What you need to do
Set down every one of the records below word for word, changing nothing.

Data in this exercise
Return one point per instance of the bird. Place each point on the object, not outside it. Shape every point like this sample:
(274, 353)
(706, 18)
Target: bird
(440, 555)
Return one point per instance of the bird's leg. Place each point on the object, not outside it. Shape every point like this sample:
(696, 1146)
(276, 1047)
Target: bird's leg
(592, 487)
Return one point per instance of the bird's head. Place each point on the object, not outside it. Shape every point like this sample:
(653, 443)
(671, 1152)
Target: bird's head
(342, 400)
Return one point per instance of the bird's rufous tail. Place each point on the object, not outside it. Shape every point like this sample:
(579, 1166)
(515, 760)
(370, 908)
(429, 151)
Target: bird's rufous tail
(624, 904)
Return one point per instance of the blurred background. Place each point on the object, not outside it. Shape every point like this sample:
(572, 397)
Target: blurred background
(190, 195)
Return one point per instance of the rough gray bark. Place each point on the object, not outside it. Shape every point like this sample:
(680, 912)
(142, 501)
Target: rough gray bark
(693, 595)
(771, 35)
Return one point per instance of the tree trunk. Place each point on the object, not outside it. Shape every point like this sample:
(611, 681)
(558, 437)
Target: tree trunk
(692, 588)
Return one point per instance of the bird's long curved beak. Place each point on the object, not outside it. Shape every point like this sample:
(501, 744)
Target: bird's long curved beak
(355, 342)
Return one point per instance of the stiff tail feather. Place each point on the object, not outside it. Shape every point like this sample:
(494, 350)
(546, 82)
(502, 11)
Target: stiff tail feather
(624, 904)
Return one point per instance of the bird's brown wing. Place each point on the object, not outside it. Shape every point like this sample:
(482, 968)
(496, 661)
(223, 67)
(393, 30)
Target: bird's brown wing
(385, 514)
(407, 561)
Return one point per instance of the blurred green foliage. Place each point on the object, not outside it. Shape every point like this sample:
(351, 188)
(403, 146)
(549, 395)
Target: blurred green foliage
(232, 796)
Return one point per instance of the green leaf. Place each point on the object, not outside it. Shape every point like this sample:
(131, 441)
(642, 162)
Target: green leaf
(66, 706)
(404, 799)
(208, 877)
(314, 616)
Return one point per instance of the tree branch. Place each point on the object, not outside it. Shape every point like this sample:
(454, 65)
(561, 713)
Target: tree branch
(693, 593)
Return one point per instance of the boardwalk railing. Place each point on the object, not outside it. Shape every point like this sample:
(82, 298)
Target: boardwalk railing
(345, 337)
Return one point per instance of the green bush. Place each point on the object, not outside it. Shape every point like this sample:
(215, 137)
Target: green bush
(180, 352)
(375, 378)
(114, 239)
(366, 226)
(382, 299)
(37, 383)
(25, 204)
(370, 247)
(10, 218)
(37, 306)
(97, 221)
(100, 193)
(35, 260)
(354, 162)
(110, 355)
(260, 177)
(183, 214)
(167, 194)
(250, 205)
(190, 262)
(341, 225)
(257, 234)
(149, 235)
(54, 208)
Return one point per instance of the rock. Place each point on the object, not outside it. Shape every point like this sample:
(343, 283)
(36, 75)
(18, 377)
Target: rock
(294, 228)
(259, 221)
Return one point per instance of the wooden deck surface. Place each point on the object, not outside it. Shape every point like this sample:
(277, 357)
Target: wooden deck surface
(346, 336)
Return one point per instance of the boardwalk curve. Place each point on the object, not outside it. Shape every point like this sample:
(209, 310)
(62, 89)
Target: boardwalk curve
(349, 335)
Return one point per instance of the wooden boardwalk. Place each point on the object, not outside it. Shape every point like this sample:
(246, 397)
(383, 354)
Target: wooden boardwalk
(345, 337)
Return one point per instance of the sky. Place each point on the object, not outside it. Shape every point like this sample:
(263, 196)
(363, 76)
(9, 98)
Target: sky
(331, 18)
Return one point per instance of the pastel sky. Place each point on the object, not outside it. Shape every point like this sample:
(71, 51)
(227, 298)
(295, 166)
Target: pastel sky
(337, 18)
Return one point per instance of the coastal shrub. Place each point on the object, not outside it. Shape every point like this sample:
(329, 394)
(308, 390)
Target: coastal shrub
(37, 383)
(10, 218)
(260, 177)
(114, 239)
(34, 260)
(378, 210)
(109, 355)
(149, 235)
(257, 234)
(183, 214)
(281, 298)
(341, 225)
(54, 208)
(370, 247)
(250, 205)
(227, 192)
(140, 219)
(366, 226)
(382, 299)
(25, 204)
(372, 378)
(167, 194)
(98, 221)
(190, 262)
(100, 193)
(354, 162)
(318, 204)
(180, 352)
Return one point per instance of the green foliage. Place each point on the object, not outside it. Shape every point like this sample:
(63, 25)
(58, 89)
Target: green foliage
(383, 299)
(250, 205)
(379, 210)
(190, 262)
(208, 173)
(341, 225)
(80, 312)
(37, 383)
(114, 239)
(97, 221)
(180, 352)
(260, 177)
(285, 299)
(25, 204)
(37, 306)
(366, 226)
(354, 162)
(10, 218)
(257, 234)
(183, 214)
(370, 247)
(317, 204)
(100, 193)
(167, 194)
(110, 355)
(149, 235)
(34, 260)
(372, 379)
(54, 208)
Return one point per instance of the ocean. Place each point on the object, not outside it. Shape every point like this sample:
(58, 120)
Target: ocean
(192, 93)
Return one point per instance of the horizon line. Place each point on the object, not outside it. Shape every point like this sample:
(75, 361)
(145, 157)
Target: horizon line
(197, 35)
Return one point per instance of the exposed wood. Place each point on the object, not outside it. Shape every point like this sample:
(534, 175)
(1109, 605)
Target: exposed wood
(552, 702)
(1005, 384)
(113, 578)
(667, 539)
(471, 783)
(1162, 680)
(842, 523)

Correct answer
Return one point per instance of the bird. Place each point on the object, not outside it. Shape every point like this sample:
(274, 353)
(706, 18)
Target: bird
(440, 555)
Return one point per instance of the bird's leg. Place each point on the object, not outside it. Shape every point like this sample:
(696, 1146)
(276, 1047)
Target: bird's leg
(592, 487)
Return one point per instance of the bird's head. Place each point on the object, not outside it. Shape every point like this sample:
(653, 443)
(671, 1152)
Target: bird's head
(342, 400)
Return one point per instance of the bird's rufous tail. Place each point on the object, not outside it. Shape every point like this sample:
(579, 1166)
(515, 760)
(370, 908)
(429, 151)
Target: bird's rufous tail
(624, 904)
Return one point per instance of the blurred background. Place each point on the object, not outside it. Shape every point like this sample:
(572, 397)
Target: blurred background
(190, 195)
Return one point per instance of the rough gray bark. Place each point on the object, not outside it. Shape every point like this sample:
(680, 912)
(142, 501)
Target: rough gray bark
(693, 595)
(771, 35)
Return one point per instance of the tree trunk. Place each point on the object, not outside it. Shape every point like this sample:
(611, 681)
(558, 437)
Target: tree trunk
(692, 588)
Return one point per instance of the bird's long curved beak. Place each point on the object, not outside it. Shape every point like this sample:
(501, 744)
Target: bird's long curved beak
(355, 342)
Return one point per instance of the stiff tail feather. Place each point on the object, not outside it. Shape every point like this sample:
(494, 350)
(546, 82)
(502, 11)
Target: stiff tail feather
(624, 904)
Return one point per instance of the bird's brown wing. Place each point on the object, not outside it. Shape every point like this sample:
(482, 968)
(496, 661)
(223, 67)
(393, 30)
Target: bird's brown wing
(385, 514)
(407, 561)
Return one point per instance of the blurred green foliage. Place each point on the object, not outside it. Shape every point like this sample:
(351, 188)
(403, 146)
(549, 395)
Target: blurred green foliage
(232, 796)
Return one point per instance of the green leaf. Place each point on the object, not outside it. Shape every point like this sample:
(131, 441)
(642, 162)
Target: green leaf
(66, 706)
(404, 799)
(208, 877)
(314, 616)
Return one point per instance of the tree branch. Place each point on the object, not outside it. Shape every point like this sample:
(454, 65)
(561, 713)
Target: tree branch
(693, 593)
Return one point per instance of the boardwalk railing. Place each point on the object, not outside it. Shape every point like this sample:
(82, 298)
Target: boardwalk railing
(345, 337)
Return one point per instance of the green bush. Place each point on the object, not outside it. Shape every point like this sample:
(215, 137)
Target: green bush
(180, 352)
(375, 378)
(114, 239)
(366, 226)
(382, 299)
(37, 383)
(25, 204)
(370, 247)
(10, 218)
(37, 306)
(97, 221)
(100, 193)
(35, 260)
(354, 162)
(110, 355)
(260, 177)
(183, 214)
(167, 194)
(250, 205)
(190, 262)
(341, 225)
(257, 234)
(149, 235)
(54, 208)
Return one point per instance of the rock. Place each point on the object, not outside it. Shape every point like this sample:
(343, 283)
(36, 75)
(18, 377)
Target: rock
(294, 228)
(259, 221)
Return one point per instance of the wooden deck surface. Place each point on the object, not outside it. Shape every point like this sample:
(277, 357)
Target: wooden deck surface
(346, 336)
Return one point per instance of the boardwalk curve. Place each point on the object, not outside it. Shape every point like this sample:
(209, 310)
(62, 89)
Target: boardwalk curve
(349, 335)
Return one point per instance of the wooden boardwalk. Place each point on the object, not outside it. Shape every point like this sample:
(246, 397)
(383, 354)
Target: wooden boardwalk
(345, 337)
Return one point per instance of the sky. Place each point on the object, not outside it. Shape every point like this sample:
(263, 196)
(363, 76)
(9, 98)
Target: sky
(331, 18)
Return one point per instance of the pastel sky. Place each point on the object, not outside it. Shape every point like this sample:
(71, 51)
(227, 298)
(295, 166)
Target: pastel sky
(337, 18)
Return one point per instance of the coastal shrub. Place each point on the object, not outside it. Shape every point like this sample:
(329, 394)
(308, 390)
Target: coastal shrub
(37, 383)
(10, 218)
(260, 177)
(114, 239)
(34, 260)
(378, 210)
(109, 355)
(149, 235)
(257, 234)
(183, 214)
(281, 298)
(341, 225)
(54, 208)
(370, 247)
(250, 205)
(227, 192)
(140, 219)
(366, 226)
(382, 299)
(25, 204)
(372, 378)
(167, 194)
(98, 221)
(190, 262)
(100, 193)
(354, 162)
(318, 204)
(180, 352)
Return one point per instance of the green foliage. Place each point on the object, not outside it. Shape every point like this sample:
(63, 25)
(58, 89)
Target: green foliage
(383, 299)
(250, 205)
(379, 210)
(190, 262)
(208, 173)
(341, 225)
(80, 312)
(37, 383)
(114, 239)
(97, 221)
(180, 352)
(260, 177)
(285, 299)
(25, 204)
(37, 306)
(366, 226)
(354, 162)
(10, 218)
(257, 234)
(183, 214)
(370, 247)
(317, 204)
(100, 193)
(167, 194)
(110, 355)
(149, 235)
(34, 260)
(372, 379)
(54, 208)
Return one point per instance of the ocean. Place each point on the object, not outside it. Shape every point like this sample:
(58, 120)
Target: ocean
(192, 93)
Return one point per instance of the horizon line. Place each point on the object, not outside it. Shape every point like this sample:
(75, 361)
(145, 157)
Target: horizon line
(197, 35)
Return one point per instance of the exposed wood. Place each point on the object, not outside it. Shape every point like this sample:
(534, 175)
(1109, 605)
Target: exposed wood
(552, 702)
(1005, 384)
(113, 578)
(667, 539)
(471, 783)
(1162, 680)
(842, 523)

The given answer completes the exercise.